* [Task brief]: When you find the word "leafy" in a line of the entries, please copy the whole line.
═════ Data supplied
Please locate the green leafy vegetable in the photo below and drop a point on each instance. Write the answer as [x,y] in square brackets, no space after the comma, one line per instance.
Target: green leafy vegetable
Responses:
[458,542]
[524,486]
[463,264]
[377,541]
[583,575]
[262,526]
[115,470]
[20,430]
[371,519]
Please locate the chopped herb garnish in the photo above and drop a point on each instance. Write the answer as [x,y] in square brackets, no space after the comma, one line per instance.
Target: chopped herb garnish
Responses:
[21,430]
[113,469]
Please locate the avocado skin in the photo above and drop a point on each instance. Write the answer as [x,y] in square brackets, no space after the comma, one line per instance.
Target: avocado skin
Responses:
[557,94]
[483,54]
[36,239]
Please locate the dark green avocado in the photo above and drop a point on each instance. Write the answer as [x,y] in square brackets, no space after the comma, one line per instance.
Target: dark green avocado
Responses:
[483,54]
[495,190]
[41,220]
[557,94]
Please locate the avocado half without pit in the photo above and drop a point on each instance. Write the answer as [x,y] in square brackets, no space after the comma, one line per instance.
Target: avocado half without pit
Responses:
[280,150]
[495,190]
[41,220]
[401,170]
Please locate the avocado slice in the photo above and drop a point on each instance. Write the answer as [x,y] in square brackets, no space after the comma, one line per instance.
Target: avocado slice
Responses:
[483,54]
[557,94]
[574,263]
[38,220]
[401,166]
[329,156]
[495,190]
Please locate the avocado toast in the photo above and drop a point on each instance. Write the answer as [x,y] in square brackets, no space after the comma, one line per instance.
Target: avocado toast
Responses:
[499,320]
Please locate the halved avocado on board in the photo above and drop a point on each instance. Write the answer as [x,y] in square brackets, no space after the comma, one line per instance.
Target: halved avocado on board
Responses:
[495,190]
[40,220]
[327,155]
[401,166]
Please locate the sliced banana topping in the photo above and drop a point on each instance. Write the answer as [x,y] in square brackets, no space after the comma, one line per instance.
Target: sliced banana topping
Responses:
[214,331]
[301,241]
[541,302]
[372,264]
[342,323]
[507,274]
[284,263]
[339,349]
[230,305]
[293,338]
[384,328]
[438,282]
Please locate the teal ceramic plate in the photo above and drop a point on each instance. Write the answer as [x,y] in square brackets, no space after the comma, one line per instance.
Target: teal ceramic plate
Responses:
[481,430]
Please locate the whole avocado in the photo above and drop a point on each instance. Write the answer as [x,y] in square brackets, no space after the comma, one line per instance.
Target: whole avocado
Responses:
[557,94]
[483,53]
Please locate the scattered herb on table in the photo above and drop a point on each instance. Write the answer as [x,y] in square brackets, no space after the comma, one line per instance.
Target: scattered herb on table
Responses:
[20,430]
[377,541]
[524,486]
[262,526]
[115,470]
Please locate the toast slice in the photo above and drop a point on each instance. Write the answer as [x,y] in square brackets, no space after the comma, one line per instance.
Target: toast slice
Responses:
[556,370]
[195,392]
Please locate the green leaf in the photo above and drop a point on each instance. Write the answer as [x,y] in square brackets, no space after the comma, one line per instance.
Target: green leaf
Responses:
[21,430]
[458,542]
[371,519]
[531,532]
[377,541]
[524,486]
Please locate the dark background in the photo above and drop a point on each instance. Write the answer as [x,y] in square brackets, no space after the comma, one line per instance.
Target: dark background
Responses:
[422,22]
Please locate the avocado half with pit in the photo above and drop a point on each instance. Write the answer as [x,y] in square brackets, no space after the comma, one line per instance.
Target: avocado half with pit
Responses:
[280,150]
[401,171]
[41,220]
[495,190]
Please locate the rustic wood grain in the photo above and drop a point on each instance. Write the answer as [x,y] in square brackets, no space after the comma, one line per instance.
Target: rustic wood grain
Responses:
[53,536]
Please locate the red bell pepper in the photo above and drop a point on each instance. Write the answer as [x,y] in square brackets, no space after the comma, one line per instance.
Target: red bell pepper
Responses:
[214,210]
══════════
* [Solution]:
Please locate the green leafy vegetable in the photo below and drop a point on each instance. Write the answer as [x,y] in square brackets, no space after the comma, one line per instance.
Target: green leafy vegetable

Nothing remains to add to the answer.